WORK INSTRUCTION:
Exact reproduction of every entry is required.

RECORDS SUPPLIED:
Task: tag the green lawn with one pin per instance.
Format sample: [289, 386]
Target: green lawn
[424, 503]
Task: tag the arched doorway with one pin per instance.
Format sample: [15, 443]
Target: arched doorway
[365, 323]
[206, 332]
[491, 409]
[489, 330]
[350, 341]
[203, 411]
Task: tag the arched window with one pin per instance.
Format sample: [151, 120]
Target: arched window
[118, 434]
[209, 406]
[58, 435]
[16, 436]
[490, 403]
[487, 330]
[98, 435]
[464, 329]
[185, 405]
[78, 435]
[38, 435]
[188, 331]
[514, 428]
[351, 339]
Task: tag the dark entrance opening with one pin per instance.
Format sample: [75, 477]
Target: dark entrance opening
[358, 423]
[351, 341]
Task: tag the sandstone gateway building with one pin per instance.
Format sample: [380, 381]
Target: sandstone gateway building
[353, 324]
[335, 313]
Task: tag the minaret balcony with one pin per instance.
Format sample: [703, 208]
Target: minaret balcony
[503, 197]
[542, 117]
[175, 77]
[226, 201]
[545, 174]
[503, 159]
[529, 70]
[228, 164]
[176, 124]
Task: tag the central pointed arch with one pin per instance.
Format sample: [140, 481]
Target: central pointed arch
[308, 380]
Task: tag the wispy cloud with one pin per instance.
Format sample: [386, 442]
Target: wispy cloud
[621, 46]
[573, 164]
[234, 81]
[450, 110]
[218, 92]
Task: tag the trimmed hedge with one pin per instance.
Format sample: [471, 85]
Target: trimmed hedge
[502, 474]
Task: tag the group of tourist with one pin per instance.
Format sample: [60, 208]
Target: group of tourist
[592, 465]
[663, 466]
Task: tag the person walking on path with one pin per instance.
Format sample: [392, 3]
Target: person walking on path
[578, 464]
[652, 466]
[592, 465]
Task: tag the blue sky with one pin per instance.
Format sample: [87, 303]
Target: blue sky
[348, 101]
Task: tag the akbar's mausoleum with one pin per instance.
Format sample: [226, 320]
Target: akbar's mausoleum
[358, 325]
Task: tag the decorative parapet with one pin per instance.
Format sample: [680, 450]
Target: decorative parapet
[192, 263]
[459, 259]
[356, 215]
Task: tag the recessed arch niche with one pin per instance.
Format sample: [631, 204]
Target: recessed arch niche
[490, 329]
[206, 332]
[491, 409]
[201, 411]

EXERCISE SOLUTION:
Task: tag the green lawn with one pin per instance.
Format sample: [289, 386]
Target: green lawn
[424, 503]
Task: tag the arched doorway with one pin per instance.
Format sample: [15, 443]
Target: arched doorway
[365, 323]
[206, 332]
[491, 409]
[489, 330]
[350, 341]
[203, 411]
Task: tag the arched window with one pin per instance.
Format sample: [151, 120]
Target: arched window
[118, 434]
[209, 406]
[58, 435]
[16, 436]
[490, 403]
[487, 330]
[98, 435]
[464, 329]
[185, 405]
[78, 435]
[38, 435]
[188, 331]
[514, 428]
[351, 339]
Task: tag the dark entrance opening with one pin per instance.
Format sample: [75, 477]
Target: dark entrance opening
[358, 423]
[351, 341]
Task: tag the sandstone gateway building with one pin per instance.
Format sample: [380, 381]
Target: sandstone gateway building
[353, 324]
[335, 313]
Task: tag the minaret balcony with one pin per instance.
Format sample: [703, 208]
Target: minaret balcony
[503, 197]
[542, 117]
[175, 77]
[226, 201]
[545, 174]
[503, 159]
[529, 70]
[228, 164]
[176, 124]
Task: tag the central pointed arch with one pin per instance.
Format sample: [140, 481]
Target: central pointed arch
[308, 380]
Task: tag the wispy cloud with one pin per instance.
Format sample: [386, 442]
Target: wispy cloud
[621, 46]
[573, 164]
[234, 81]
[450, 110]
[218, 92]
Task: tag the trimmed hedge with one pin per instance.
Format sample: [471, 85]
Target: trimmed hedge
[502, 474]
Task: tag the group of tourist with one pin per instance.
Format sample: [60, 208]
Target: group of tourist
[592, 465]
[663, 466]
Task: tag the person walking on path with one pin per instance.
Format sample: [392, 3]
Target: person walking on path
[578, 464]
[652, 466]
[592, 465]
Task: tag the blue sky with one pin per instance.
Format sample: [87, 303]
Target: blue sky
[348, 101]
Task: tag the akbar's mausoleum with one pin per instance.
Format sample: [226, 320]
Target: akbar's mausoleum
[358, 325]
Task: tag the decorative parapet with one pin per instance.
Format sample: [680, 450]
Target: decorative parapet
[192, 263]
[459, 259]
[356, 215]
Task: tag the recessed arch niche with one pin per instance.
Format sample: [631, 204]
Target: recessed arch niche
[490, 329]
[206, 332]
[491, 409]
[201, 411]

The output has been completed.